▸ What is needed
In the business rates text, copy the passage between "It is these" and "to increase significantly.", inclusive, swapping "outcry" for "protest".

Business rates – how the new revaluation affects us inWales
Business rates have been making front-page news in recent weeks. Jon Ely, head of Cushman & Wakefield’s rating team in Wales and the south-west, summarises the main issues and what it means for Welsh ratepayers
On April 1, 2017, the first rates revaluation for seven years came into force across Wales, Scotland and England.
The previous 2010 rating list and rateable values reflected the property rental market at April 2008, whereas the 2017 rateable values reflect rents as at April 2015.
Revaluations are fiscally neutral, raising no additional revenue in real terms for the Government. However, they do result in the reallocation of rates liability across all ratepayers according to the relative shifts in rateable values.
Consequently, where rents have risen between April 2008 and April 2015, rateable values will similarly increase and vice versa.
Due to there being a seven-year gap between revaluations, there is a greater risk of larger shifts in rateable values leading to significant fluctuations in rates liabilities.
It is these sudden and large liability changes which are creating so many problems for ratepayers and leading to such vociferous outcry from businesses whose rates liability is due to increase significantly.

▸ Data under study
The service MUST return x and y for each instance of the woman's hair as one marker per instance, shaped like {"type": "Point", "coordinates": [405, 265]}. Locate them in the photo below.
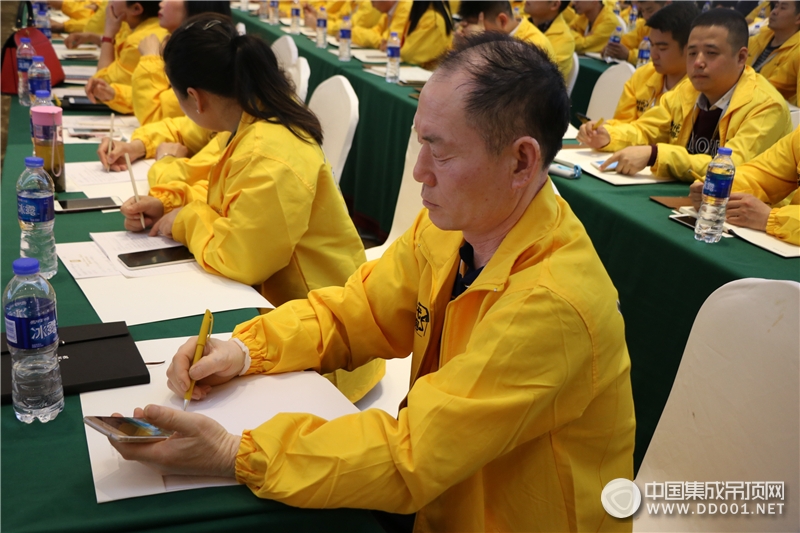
{"type": "Point", "coordinates": [149, 8]}
{"type": "Point", "coordinates": [419, 9]}
{"type": "Point", "coordinates": [207, 53]}
{"type": "Point", "coordinates": [195, 7]}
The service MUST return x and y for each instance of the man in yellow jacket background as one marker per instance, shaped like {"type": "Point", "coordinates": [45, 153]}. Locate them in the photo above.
{"type": "Point", "coordinates": [723, 102]}
{"type": "Point", "coordinates": [520, 408]}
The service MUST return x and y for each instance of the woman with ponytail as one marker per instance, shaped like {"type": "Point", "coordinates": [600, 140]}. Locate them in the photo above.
{"type": "Point", "coordinates": [269, 213]}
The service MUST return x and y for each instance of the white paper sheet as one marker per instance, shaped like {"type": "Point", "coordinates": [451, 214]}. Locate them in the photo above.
{"type": "Point", "coordinates": [155, 298]}
{"type": "Point", "coordinates": [232, 405]}
{"type": "Point", "coordinates": [85, 260]}
{"type": "Point", "coordinates": [585, 158]}
{"type": "Point", "coordinates": [92, 173]}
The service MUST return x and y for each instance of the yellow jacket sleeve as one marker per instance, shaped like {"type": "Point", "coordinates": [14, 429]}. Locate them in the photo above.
{"type": "Point", "coordinates": [153, 97]}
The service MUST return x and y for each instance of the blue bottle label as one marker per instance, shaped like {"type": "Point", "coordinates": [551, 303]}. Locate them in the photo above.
{"type": "Point", "coordinates": [23, 64]}
{"type": "Point", "coordinates": [35, 209]}
{"type": "Point", "coordinates": [31, 333]}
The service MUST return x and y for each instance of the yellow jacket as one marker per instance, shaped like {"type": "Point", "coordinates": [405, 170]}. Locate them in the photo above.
{"type": "Point", "coordinates": [563, 44]}
{"type": "Point", "coordinates": [269, 214]}
{"type": "Point", "coordinates": [771, 177]}
{"type": "Point", "coordinates": [153, 97]}
{"type": "Point", "coordinates": [528, 416]}
{"type": "Point", "coordinates": [755, 119]}
{"type": "Point", "coordinates": [604, 25]}
{"type": "Point", "coordinates": [782, 68]}
{"type": "Point", "coordinates": [126, 56]}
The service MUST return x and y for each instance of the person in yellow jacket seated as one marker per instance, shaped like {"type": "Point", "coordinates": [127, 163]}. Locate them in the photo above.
{"type": "Point", "coordinates": [669, 33]}
{"type": "Point", "coordinates": [547, 16]}
{"type": "Point", "coordinates": [269, 213]}
{"type": "Point", "coordinates": [593, 26]}
{"type": "Point", "coordinates": [723, 102]}
{"type": "Point", "coordinates": [153, 98]}
{"type": "Point", "coordinates": [762, 183]}
{"type": "Point", "coordinates": [628, 47]}
{"type": "Point", "coordinates": [775, 51]}
{"type": "Point", "coordinates": [520, 408]}
{"type": "Point", "coordinates": [119, 52]}
{"type": "Point", "coordinates": [497, 16]}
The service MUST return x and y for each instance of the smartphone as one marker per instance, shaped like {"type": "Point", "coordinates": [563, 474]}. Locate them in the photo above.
{"type": "Point", "coordinates": [87, 204]}
{"type": "Point", "coordinates": [162, 256]}
{"type": "Point", "coordinates": [125, 429]}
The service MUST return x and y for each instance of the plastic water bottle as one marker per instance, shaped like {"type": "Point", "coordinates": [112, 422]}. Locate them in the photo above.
{"type": "Point", "coordinates": [716, 191]}
{"type": "Point", "coordinates": [644, 52]}
{"type": "Point", "coordinates": [294, 28]}
{"type": "Point", "coordinates": [35, 212]}
{"type": "Point", "coordinates": [29, 304]}
{"type": "Point", "coordinates": [322, 28]}
{"type": "Point", "coordinates": [393, 58]}
{"type": "Point", "coordinates": [38, 76]}
{"type": "Point", "coordinates": [42, 22]}
{"type": "Point", "coordinates": [344, 39]}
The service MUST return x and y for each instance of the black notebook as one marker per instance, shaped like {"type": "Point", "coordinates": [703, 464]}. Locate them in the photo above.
{"type": "Point", "coordinates": [92, 357]}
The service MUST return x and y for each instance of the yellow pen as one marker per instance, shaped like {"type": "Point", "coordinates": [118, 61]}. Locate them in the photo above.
{"type": "Point", "coordinates": [202, 338]}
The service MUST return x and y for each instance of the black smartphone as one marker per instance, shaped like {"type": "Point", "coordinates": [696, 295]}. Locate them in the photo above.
{"type": "Point", "coordinates": [162, 256]}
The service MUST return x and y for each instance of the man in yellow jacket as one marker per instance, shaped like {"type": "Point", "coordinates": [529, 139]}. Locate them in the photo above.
{"type": "Point", "coordinates": [723, 102]}
{"type": "Point", "coordinates": [520, 408]}
{"type": "Point", "coordinates": [775, 51]}
{"type": "Point", "coordinates": [548, 17]}
{"type": "Point", "coordinates": [760, 185]}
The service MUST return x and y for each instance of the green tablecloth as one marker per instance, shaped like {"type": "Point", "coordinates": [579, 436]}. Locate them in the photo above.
{"type": "Point", "coordinates": [46, 478]}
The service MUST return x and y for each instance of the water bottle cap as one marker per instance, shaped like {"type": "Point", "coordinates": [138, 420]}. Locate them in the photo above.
{"type": "Point", "coordinates": [34, 162]}
{"type": "Point", "coordinates": [25, 266]}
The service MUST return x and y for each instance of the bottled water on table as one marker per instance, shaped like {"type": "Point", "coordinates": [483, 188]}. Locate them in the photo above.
{"type": "Point", "coordinates": [322, 28]}
{"type": "Point", "coordinates": [644, 52]}
{"type": "Point", "coordinates": [36, 216]}
{"type": "Point", "coordinates": [29, 307]}
{"type": "Point", "coordinates": [38, 76]}
{"type": "Point", "coordinates": [344, 39]}
{"type": "Point", "coordinates": [25, 54]}
{"type": "Point", "coordinates": [393, 58]}
{"type": "Point", "coordinates": [716, 191]}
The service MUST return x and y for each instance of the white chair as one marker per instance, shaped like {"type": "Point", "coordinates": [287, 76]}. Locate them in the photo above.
{"type": "Point", "coordinates": [409, 202]}
{"type": "Point", "coordinates": [572, 77]}
{"type": "Point", "coordinates": [607, 91]}
{"type": "Point", "coordinates": [733, 411]}
{"type": "Point", "coordinates": [336, 105]}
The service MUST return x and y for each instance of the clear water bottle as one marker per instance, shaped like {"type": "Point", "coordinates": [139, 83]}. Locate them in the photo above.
{"type": "Point", "coordinates": [274, 13]}
{"type": "Point", "coordinates": [29, 304]}
{"type": "Point", "coordinates": [644, 53]}
{"type": "Point", "coordinates": [393, 58]}
{"type": "Point", "coordinates": [294, 28]}
{"type": "Point", "coordinates": [322, 28]}
{"type": "Point", "coordinates": [716, 191]}
{"type": "Point", "coordinates": [38, 76]}
{"type": "Point", "coordinates": [344, 39]}
{"type": "Point", "coordinates": [35, 212]}
{"type": "Point", "coordinates": [25, 54]}
{"type": "Point", "coordinates": [42, 22]}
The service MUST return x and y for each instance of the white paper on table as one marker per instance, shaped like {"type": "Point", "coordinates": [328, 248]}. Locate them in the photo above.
{"type": "Point", "coordinates": [585, 158]}
{"type": "Point", "coordinates": [93, 173]}
{"type": "Point", "coordinates": [243, 403]}
{"type": "Point", "coordinates": [85, 260]}
{"type": "Point", "coordinates": [164, 297]}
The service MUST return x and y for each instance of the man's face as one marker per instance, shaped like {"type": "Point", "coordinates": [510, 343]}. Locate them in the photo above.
{"type": "Point", "coordinates": [463, 186]}
{"type": "Point", "coordinates": [666, 53]}
{"type": "Point", "coordinates": [712, 65]}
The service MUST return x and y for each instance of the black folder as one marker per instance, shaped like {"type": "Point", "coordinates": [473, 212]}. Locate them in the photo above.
{"type": "Point", "coordinates": [92, 357]}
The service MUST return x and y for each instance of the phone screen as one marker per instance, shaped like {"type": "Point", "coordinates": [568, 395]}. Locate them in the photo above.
{"type": "Point", "coordinates": [177, 254]}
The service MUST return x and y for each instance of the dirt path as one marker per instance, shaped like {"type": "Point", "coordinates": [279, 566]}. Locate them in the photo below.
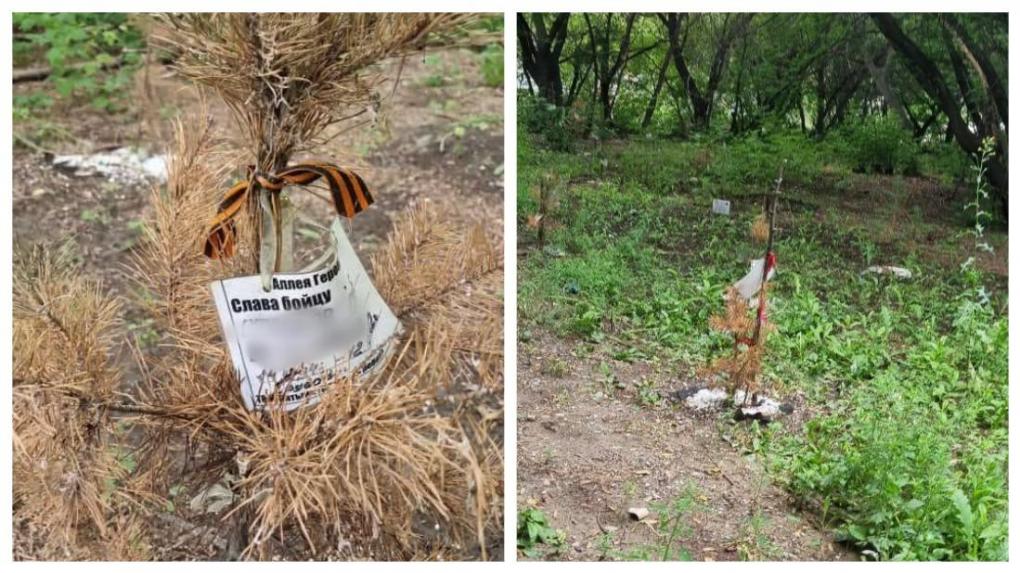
{"type": "Point", "coordinates": [587, 453]}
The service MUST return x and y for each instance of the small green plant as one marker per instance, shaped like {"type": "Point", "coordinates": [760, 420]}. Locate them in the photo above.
{"type": "Point", "coordinates": [608, 380]}
{"type": "Point", "coordinates": [672, 527]}
{"type": "Point", "coordinates": [755, 544]}
{"type": "Point", "coordinates": [606, 545]}
{"type": "Point", "coordinates": [537, 538]}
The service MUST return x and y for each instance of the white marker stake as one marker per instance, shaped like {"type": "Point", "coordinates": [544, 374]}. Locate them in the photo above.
{"type": "Point", "coordinates": [309, 329]}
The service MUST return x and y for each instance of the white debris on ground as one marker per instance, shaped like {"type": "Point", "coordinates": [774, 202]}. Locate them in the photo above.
{"type": "Point", "coordinates": [707, 399]}
{"type": "Point", "coordinates": [752, 281]}
{"type": "Point", "coordinates": [123, 165]}
{"type": "Point", "coordinates": [638, 514]}
{"type": "Point", "coordinates": [720, 206]}
{"type": "Point", "coordinates": [900, 272]}
{"type": "Point", "coordinates": [757, 408]}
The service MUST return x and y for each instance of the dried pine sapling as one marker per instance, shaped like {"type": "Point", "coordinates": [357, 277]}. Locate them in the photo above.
{"type": "Point", "coordinates": [741, 369]}
{"type": "Point", "coordinates": [375, 458]}
{"type": "Point", "coordinates": [545, 196]}
{"type": "Point", "coordinates": [69, 474]}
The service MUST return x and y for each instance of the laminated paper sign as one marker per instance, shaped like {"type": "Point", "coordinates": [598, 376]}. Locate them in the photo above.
{"type": "Point", "coordinates": [309, 329]}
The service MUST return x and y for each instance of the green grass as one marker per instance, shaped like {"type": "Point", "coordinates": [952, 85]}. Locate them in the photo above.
{"type": "Point", "coordinates": [908, 455]}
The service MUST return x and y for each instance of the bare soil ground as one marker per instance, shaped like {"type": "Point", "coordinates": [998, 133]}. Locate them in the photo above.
{"type": "Point", "coordinates": [588, 453]}
{"type": "Point", "coordinates": [441, 144]}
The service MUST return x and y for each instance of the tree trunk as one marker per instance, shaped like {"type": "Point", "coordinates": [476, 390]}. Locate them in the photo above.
{"type": "Point", "coordinates": [654, 100]}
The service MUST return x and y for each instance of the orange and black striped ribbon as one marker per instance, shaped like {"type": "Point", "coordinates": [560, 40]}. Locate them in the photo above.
{"type": "Point", "coordinates": [349, 192]}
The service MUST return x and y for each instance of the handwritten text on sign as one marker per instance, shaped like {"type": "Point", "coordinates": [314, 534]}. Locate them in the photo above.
{"type": "Point", "coordinates": [289, 344]}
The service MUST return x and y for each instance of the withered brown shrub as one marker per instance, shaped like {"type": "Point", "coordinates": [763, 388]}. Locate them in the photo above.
{"type": "Point", "coordinates": [407, 465]}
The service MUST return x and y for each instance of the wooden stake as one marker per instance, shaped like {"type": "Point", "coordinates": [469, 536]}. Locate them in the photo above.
{"type": "Point", "coordinates": [773, 201]}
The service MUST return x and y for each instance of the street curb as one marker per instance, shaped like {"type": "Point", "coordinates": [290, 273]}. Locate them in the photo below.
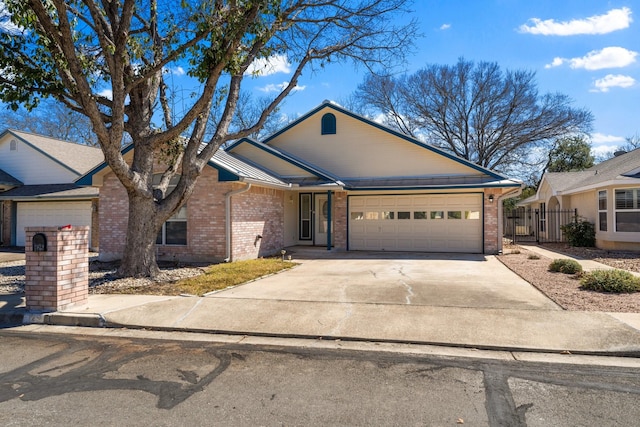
{"type": "Point", "coordinates": [11, 318]}
{"type": "Point", "coordinates": [630, 353]}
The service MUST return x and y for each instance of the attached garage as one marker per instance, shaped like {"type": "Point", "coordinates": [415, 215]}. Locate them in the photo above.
{"type": "Point", "coordinates": [51, 214]}
{"type": "Point", "coordinates": [417, 222]}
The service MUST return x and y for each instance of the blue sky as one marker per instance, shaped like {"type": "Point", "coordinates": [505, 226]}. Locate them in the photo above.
{"type": "Point", "coordinates": [587, 49]}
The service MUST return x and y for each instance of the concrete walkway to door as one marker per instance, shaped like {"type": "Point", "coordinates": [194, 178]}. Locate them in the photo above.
{"type": "Point", "coordinates": [402, 278]}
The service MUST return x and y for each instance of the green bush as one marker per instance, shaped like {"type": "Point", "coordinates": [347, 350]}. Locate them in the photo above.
{"type": "Point", "coordinates": [616, 281]}
{"type": "Point", "coordinates": [580, 233]}
{"type": "Point", "coordinates": [566, 266]}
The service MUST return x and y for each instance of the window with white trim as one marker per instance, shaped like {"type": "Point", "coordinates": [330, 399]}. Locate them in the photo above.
{"type": "Point", "coordinates": [174, 230]}
{"type": "Point", "coordinates": [602, 210]}
{"type": "Point", "coordinates": [627, 210]}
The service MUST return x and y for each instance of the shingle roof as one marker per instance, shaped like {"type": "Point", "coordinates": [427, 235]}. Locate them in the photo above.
{"type": "Point", "coordinates": [7, 179]}
{"type": "Point", "coordinates": [50, 191]}
{"type": "Point", "coordinates": [243, 169]}
{"type": "Point", "coordinates": [80, 158]}
{"type": "Point", "coordinates": [610, 169]}
{"type": "Point", "coordinates": [626, 165]}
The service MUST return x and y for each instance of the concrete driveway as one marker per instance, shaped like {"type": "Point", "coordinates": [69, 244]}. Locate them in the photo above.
{"type": "Point", "coordinates": [443, 280]}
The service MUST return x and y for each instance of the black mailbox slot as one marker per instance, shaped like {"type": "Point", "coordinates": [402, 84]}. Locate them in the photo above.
{"type": "Point", "coordinates": [39, 242]}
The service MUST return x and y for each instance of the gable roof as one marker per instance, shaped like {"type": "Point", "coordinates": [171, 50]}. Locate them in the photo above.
{"type": "Point", "coordinates": [48, 192]}
{"type": "Point", "coordinates": [624, 167]}
{"type": "Point", "coordinates": [286, 157]}
{"type": "Point", "coordinates": [229, 167]}
{"type": "Point", "coordinates": [333, 106]}
{"type": "Point", "coordinates": [9, 180]}
{"type": "Point", "coordinates": [77, 158]}
{"type": "Point", "coordinates": [267, 164]}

▸ Response to the exercise
It is these sudden and large liability changes which are creating so many problems for ratepayers and leading to such vociferous protest from businesses whose rates liability is due to increase significantly.